Texte fourni >>
☆ ☆ ☆ ☆ ☆

Jusqu’où iront les Chiites ?

Seule force autochtone à pouvoir s’opposer à la présence militaire américaine, cette communauté affiche déjà sa détermination à prendre en main sa destinée, voire à s’emparer du pouvoir politique

Publié le 25 avril 2003 Lecture : 7 minutes.

Il semble inévitable que les États-Unis et les chiites s’affronteront bientôt pour le contrôle du pouvoir en Irak. D’une part, les chiites – 60 % de la population – sont la seule force indigène capable de s’opposer à la présence militaire américaine ; d’autre part, l’armée américaine est la seule force capable d’empêcher les chiites de s’emparer du pouvoir.
Des millions de pèlerins ont conflué, la semaine dernière, vers la ville sainte de Kerbala, en psalmodiant, en se frappant la poitrine, en s’autoflagellant. Tous ceux qui ont été témoins de la passion et de la frénésie de cette exceptionnelle explosion de ferveur – et même ceux qui n’ont pu l’observer qu’à la télévision – n’ont pu retenir leur peur et leur effarement. Les chiites manifestaient leur adoration de l’imam Hussein, massacré à Kerbala en l’an 680, mais ils célébraient aussi leur satisfaction d’être débarrassés de la tyrannie de Saddam Hussein, leur soif de vengeance pour les souffrances endurées, et leur détermination à prendre en main leur destinée.

☆ ☆ ☆ ☆ ☆

[Données issues d'une collection]
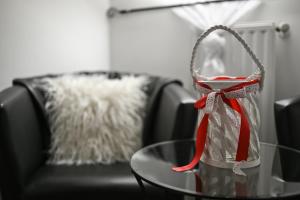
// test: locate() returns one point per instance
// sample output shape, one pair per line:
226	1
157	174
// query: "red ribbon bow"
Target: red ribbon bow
244	136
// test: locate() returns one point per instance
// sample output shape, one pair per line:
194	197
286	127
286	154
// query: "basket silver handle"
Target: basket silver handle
239	38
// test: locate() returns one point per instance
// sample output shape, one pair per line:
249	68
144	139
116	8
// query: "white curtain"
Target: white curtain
201	17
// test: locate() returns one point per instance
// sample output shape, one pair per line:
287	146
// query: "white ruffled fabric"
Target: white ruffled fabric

☆ ☆ ☆ ☆ ☆

Série d'exercices >>
1) Restituez mot pour mot le passage de l'article sur les chiites d'Irak qui commence aux mots « Publié le 25 » et s'arrête après les mots « s’emparer du pouvoir. ».
2) D'après l'article sur les chiites d'Irak, en quelle année l'imam Hussein a-t-il été massacré à Kerbala ?

Réponses aux exercices >>
1)
Publié le 25 avril 2003 Lecture : 7 minutes.

Il semble inévitable que les États-Unis et les chiites s’affronteront bientôt pour le contrôle du pouvoir en Irak. D’une part, les chiites – 60 % de la population – sont la seule force indigène capable de s’opposer à la présence militaire américaine ; d’autre part, l’armée américaine est la seule force capable d’empêcher les chiites de s’emparer du pouvoir.

2) En l'an 680.